EXERCISE TASK.
From the first of the lines through the line containing "[161,114,173,132]", inclusive, replace "buzzard" with "hawk" and write out those lines with nothing else changed.

RECORDS FOR THIS EXERCISE.
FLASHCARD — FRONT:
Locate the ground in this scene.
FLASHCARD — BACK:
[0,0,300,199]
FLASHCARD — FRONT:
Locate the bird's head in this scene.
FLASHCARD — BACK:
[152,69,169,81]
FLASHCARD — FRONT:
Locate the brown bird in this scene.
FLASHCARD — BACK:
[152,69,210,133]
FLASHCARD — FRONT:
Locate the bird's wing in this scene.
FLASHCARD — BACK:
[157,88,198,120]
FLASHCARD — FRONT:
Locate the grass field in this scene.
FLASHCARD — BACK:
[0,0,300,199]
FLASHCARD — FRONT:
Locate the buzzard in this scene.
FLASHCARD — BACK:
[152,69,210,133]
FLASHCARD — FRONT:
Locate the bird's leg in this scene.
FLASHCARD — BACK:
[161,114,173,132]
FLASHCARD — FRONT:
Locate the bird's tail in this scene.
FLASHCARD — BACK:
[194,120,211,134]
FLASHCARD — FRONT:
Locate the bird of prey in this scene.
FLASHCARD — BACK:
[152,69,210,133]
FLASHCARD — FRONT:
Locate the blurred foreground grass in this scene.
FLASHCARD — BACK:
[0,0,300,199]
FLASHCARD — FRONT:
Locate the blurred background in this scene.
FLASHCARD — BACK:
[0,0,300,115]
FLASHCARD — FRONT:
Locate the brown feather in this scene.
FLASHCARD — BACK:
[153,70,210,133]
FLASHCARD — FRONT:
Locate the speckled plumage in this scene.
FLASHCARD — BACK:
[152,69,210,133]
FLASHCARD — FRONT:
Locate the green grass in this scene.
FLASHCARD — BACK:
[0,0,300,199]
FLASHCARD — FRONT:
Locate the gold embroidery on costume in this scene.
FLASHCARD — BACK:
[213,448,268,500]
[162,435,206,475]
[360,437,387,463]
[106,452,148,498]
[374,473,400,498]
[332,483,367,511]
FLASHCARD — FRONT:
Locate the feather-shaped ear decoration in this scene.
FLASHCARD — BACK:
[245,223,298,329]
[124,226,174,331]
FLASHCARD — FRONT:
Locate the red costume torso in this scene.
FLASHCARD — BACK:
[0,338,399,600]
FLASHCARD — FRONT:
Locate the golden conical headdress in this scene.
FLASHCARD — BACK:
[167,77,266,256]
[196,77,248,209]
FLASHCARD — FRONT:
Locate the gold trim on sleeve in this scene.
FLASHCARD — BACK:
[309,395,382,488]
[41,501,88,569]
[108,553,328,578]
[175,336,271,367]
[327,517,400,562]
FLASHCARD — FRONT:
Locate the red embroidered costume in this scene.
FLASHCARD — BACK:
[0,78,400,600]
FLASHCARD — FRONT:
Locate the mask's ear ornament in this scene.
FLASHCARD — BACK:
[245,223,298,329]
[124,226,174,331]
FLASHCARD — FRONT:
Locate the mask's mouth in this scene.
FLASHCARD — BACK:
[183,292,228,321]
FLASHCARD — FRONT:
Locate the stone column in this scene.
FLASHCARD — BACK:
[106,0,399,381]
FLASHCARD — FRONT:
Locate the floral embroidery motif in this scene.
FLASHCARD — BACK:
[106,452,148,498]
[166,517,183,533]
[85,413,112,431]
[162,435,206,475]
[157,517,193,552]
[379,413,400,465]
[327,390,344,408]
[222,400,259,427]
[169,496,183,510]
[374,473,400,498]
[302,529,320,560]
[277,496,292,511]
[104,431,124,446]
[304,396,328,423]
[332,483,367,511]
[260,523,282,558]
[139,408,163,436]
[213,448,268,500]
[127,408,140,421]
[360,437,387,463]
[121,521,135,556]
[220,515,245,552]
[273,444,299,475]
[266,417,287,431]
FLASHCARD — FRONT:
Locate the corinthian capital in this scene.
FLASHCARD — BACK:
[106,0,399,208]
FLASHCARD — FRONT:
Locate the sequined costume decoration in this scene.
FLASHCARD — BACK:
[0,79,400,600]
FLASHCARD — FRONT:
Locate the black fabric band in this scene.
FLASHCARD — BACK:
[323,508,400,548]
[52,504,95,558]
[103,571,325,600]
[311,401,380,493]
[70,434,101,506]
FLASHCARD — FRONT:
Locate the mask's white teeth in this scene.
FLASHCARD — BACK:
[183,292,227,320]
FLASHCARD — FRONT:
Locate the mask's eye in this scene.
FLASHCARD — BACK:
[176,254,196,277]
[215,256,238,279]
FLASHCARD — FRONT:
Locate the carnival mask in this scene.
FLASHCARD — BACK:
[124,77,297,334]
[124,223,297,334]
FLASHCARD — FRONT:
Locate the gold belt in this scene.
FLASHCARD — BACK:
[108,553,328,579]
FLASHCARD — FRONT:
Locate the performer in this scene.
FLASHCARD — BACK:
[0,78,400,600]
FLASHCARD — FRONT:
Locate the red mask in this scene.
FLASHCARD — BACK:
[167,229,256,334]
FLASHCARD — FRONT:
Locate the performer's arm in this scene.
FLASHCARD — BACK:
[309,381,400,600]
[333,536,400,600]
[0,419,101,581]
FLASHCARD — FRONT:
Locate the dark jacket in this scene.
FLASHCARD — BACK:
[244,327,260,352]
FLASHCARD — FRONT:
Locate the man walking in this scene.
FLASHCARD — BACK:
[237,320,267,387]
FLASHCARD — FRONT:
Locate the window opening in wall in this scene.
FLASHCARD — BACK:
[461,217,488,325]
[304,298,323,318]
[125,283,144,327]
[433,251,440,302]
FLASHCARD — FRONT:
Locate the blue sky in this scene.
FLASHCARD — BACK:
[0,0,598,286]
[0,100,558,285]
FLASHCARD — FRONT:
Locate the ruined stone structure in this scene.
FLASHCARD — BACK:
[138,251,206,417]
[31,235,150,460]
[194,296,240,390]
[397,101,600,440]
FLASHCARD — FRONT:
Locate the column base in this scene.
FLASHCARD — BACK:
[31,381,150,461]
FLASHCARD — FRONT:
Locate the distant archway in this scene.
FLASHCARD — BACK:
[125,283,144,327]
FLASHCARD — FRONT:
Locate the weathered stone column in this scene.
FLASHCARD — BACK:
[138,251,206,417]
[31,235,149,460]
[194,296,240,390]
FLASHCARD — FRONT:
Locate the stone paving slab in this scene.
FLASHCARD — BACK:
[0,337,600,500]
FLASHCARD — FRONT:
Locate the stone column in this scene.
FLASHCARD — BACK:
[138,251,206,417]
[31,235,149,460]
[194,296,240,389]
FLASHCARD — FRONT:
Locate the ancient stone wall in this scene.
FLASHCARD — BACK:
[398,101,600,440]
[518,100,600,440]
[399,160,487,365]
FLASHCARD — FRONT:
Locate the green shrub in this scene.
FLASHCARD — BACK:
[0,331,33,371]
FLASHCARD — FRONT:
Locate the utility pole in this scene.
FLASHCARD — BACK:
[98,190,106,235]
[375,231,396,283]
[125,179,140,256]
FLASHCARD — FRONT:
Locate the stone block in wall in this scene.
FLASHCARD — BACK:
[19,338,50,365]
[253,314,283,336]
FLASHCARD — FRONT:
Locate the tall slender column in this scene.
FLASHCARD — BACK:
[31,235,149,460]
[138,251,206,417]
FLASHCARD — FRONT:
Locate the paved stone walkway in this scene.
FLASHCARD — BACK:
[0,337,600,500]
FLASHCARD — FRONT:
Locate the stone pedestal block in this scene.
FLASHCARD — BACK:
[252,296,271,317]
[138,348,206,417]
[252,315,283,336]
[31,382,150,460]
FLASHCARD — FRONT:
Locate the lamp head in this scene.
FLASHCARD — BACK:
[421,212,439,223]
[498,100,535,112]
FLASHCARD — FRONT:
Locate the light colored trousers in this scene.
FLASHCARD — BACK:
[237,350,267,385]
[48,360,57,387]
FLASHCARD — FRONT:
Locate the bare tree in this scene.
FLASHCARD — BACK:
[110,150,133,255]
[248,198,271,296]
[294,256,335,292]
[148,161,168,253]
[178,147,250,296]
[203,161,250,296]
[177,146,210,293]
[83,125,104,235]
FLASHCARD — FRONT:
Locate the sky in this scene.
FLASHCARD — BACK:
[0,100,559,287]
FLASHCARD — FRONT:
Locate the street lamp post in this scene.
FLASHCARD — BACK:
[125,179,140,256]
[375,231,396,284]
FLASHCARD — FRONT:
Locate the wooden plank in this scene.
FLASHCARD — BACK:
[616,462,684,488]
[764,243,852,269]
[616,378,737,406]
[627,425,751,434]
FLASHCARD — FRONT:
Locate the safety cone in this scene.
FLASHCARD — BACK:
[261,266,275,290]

FULL ANSWER.
FLASHCARD — FRONT:
Locate the ground in this scene.
FLASHCARD — BACK:
[0,0,300,199]
FLASHCARD — FRONT:
Locate the bird's head in this scene.
FLASHCARD — BACK:
[152,69,169,81]
FLASHCARD — FRONT:
Locate the brown bird in this scene.
FLASHCARD — BACK:
[152,69,210,133]
FLASHCARD — FRONT:
Locate the bird's wing in this scene.
FLASHCARD — BACK:
[157,88,198,120]
FLASHCARD — FRONT:
Locate the grass field in this scene.
FLASHCARD — BACK:
[0,0,300,199]
FLASHCARD — FRONT:
Locate the hawk in this scene.
FLASHCARD — BACK:
[152,69,210,133]
FLASHCARD — FRONT:
Locate the bird's leg in this scene.
FLASHCARD — BACK:
[161,114,173,132]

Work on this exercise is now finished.